AIM
Copy the material from its start through the line containing "<point>106,643</point>", keeping every line but multiplying each answer coordinate by 1.55 and rounding it to a whole number, with halves going up. Leave the pictures out.

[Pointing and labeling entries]

******************************

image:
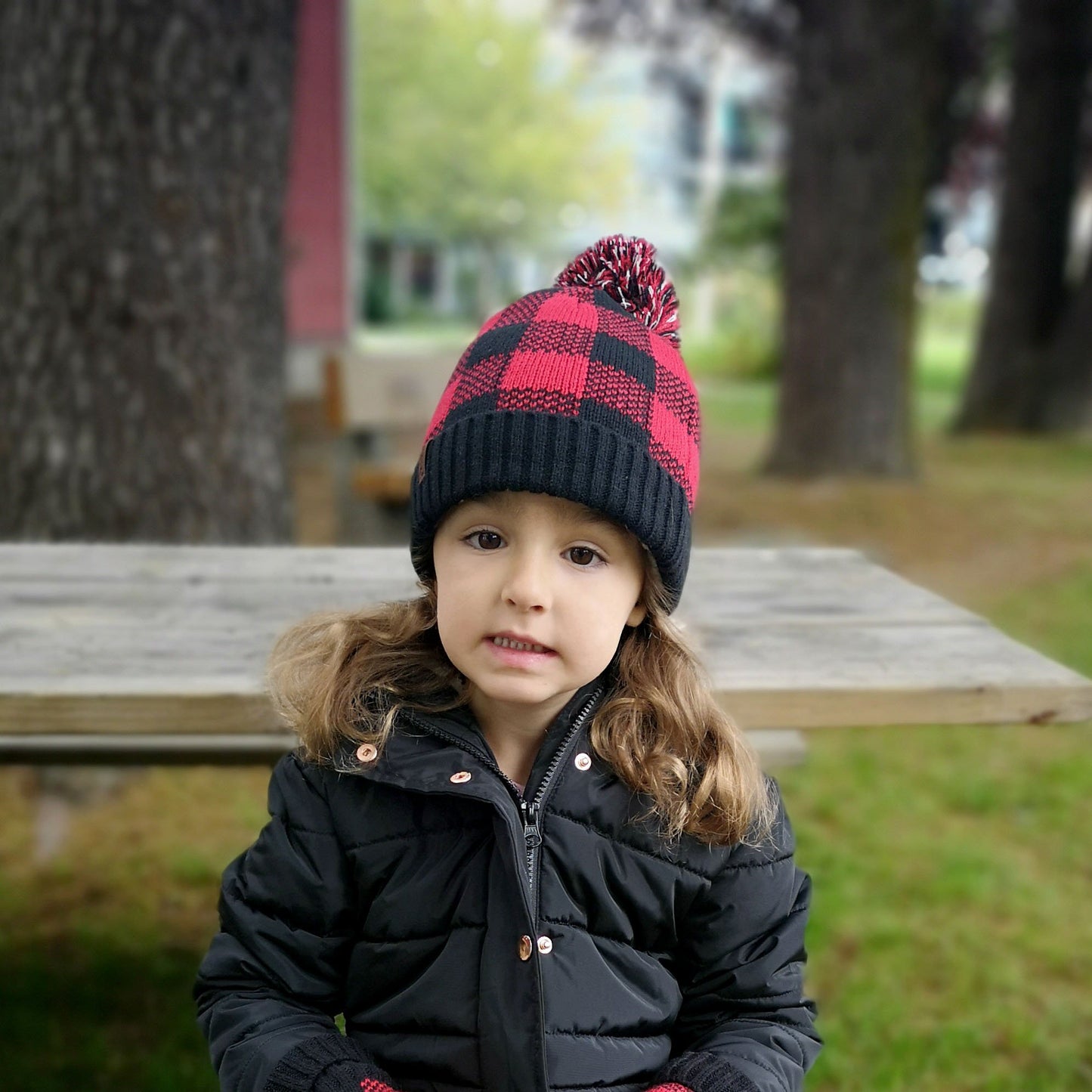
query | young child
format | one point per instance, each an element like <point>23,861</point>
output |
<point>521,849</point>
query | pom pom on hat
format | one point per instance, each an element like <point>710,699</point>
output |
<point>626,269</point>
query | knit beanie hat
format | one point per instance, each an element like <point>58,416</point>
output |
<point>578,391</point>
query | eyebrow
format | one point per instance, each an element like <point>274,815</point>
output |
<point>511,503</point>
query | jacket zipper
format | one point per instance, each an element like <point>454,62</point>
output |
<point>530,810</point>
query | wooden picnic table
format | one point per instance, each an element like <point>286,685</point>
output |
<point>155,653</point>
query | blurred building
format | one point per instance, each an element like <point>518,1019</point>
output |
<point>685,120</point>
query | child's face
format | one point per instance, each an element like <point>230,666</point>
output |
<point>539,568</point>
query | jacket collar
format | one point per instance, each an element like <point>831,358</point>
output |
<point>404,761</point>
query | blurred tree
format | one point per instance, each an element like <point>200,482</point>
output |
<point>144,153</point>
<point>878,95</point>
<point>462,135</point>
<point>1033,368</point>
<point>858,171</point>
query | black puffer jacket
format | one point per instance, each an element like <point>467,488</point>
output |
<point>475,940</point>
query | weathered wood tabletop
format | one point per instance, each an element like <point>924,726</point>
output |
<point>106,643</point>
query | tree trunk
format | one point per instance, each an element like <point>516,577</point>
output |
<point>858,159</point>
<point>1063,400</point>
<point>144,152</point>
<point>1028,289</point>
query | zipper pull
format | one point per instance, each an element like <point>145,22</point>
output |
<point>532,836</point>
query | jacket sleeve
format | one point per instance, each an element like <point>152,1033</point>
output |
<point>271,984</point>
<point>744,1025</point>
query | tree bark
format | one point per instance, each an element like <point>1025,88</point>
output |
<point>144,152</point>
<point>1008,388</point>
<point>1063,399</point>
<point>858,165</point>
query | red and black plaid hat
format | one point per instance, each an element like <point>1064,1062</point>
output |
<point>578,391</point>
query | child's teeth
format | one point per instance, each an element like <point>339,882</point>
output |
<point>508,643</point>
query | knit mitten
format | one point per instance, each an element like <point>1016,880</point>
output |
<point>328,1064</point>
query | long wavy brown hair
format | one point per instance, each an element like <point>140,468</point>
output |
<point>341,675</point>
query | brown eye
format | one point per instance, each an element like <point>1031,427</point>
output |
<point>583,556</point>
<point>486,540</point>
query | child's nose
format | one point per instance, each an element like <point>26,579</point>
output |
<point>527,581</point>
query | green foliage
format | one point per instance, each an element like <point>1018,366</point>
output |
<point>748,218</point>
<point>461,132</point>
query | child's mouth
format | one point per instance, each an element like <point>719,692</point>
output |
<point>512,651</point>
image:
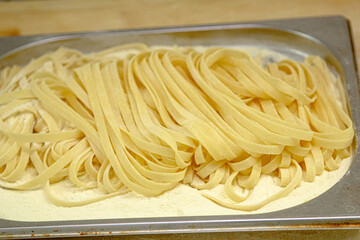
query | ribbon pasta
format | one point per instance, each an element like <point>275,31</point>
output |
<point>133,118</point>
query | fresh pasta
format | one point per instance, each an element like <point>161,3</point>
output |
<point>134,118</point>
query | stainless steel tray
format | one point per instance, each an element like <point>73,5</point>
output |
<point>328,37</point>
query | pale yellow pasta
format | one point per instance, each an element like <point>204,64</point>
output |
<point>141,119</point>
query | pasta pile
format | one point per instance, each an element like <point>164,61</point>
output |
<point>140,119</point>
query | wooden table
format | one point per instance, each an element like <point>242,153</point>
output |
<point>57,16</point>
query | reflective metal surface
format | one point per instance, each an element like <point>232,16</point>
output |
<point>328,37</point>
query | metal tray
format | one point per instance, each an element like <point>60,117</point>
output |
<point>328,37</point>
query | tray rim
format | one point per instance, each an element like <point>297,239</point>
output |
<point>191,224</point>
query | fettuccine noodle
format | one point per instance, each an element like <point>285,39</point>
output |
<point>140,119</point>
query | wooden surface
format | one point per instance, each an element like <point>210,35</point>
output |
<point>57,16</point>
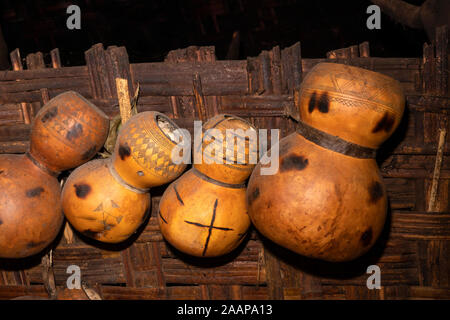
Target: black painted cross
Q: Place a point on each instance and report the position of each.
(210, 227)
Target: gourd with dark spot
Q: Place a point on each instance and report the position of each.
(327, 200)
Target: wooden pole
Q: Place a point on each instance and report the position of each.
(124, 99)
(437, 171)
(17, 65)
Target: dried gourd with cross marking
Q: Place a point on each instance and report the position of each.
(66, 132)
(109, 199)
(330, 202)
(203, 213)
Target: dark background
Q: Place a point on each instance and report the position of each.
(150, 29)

******************************

FULL OUTPUT
image:
query | young child
format | one point per instance, each an element like <point>23,861</point>
output |
<point>808,1316</point>
query | pom pom on hat
format | one point per instance, each an element like <point>710,699</point>
output |
<point>970,417</point>
query | knit beanie hat
format | one point per instance, each an element like <point>58,416</point>
output |
<point>896,606</point>
query | eyebrow
format | one point per instance, each an element like <point>274,815</point>
output |
<point>792,780</point>
query | jacket zipper
format | one point per instance, each an element like <point>454,62</point>
output |
<point>822,1256</point>
query | wooden picnic table
format | one point per instance, each an element like <point>286,685</point>
output |
<point>240,1012</point>
query | blurred building
format | one point per instance, each an element like <point>518,1019</point>
output |
<point>1062,186</point>
query | child's face
format | one point per instance, each an element like <point>230,666</point>
output |
<point>835,880</point>
query | jacket collar
format | one point per instance, each an element like <point>831,358</point>
output |
<point>626,1180</point>
query | blurred tree
format | one point per instance, each an element like <point>200,482</point>
output |
<point>223,237</point>
<point>1361,147</point>
<point>716,209</point>
<point>1601,570</point>
<point>1330,265</point>
query | black puffer jacket
format | one point per instance, each an element like <point>467,488</point>
output |
<point>736,1457</point>
query | weathered wood tabletop
format | one point per instance, each an element like <point>924,726</point>
output |
<point>164,997</point>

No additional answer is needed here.